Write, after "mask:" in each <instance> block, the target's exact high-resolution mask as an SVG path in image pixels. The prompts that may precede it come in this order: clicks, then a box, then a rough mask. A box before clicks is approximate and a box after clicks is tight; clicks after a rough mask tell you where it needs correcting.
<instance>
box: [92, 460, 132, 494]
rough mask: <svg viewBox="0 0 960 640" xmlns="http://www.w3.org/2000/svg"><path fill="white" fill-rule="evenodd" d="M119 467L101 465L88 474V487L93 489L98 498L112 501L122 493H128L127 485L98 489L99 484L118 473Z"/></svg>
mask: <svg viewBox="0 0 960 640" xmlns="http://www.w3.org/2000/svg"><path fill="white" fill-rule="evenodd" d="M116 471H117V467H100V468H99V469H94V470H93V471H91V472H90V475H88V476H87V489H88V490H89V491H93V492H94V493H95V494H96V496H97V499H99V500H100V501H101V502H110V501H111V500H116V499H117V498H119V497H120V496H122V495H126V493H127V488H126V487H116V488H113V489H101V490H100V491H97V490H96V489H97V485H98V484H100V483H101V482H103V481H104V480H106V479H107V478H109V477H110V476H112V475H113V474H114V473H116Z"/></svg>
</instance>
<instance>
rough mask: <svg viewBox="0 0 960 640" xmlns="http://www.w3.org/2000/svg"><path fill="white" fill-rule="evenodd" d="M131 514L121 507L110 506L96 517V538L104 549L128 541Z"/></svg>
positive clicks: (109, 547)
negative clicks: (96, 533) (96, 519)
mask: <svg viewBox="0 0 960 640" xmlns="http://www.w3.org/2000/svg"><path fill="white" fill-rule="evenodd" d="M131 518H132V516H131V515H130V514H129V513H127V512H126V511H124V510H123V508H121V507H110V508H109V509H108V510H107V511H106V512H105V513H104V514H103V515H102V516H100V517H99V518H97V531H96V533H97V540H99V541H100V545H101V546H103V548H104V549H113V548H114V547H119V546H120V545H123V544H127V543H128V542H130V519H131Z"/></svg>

###

**Instructions to follow**
Extract all of the material exactly as it is written.

**Answer to this problem**
Write, after "mask:" in each <instance> block, the target's exact high-resolution mask as an SVG path in image pixels. The prompts that may precede it come in this order: clicks, then a box, then a rough mask. A box before clicks is approximate and a box after clicks is tight; clicks after a rough mask tell you where it needs correcting.
<instance>
box: [92, 460, 132, 494]
rough mask: <svg viewBox="0 0 960 640" xmlns="http://www.w3.org/2000/svg"><path fill="white" fill-rule="evenodd" d="M119 467L101 465L88 474V487L93 489L98 498L112 501L122 493H128L127 485L98 489L99 484L118 473Z"/></svg>
mask: <svg viewBox="0 0 960 640" xmlns="http://www.w3.org/2000/svg"><path fill="white" fill-rule="evenodd" d="M116 471H117V467H100V468H99V469H94V470H93V471H91V472H90V475H88V476H87V489H88V490H89V491H93V492H94V493H95V494H96V496H97V499H99V500H100V501H101V502H110V501H111V500H116V499H117V498H119V497H120V496H122V495H126V493H127V488H126V487H116V488H113V489H101V490H100V491H97V490H96V489H97V485H98V484H100V483H101V482H103V481H104V480H106V479H107V478H109V477H110V476H112V475H113V474H114V473H116Z"/></svg>
</instance>
<instance>
rough mask: <svg viewBox="0 0 960 640" xmlns="http://www.w3.org/2000/svg"><path fill="white" fill-rule="evenodd" d="M131 514L121 507L110 506L96 517V538L104 549L128 541Z"/></svg>
positive clicks: (109, 547)
negative clicks: (96, 533) (96, 519)
mask: <svg viewBox="0 0 960 640" xmlns="http://www.w3.org/2000/svg"><path fill="white" fill-rule="evenodd" d="M131 518H132V516H131V515H130V514H129V513H127V512H126V511H124V510H123V508H121V507H110V508H109V509H108V510H107V511H106V512H105V513H104V514H103V515H102V516H100V517H99V518H97V531H96V533H97V540H99V541H100V545H101V546H103V548H104V549H113V548H114V547H119V546H120V545H123V544H127V543H128V542H130V519H131Z"/></svg>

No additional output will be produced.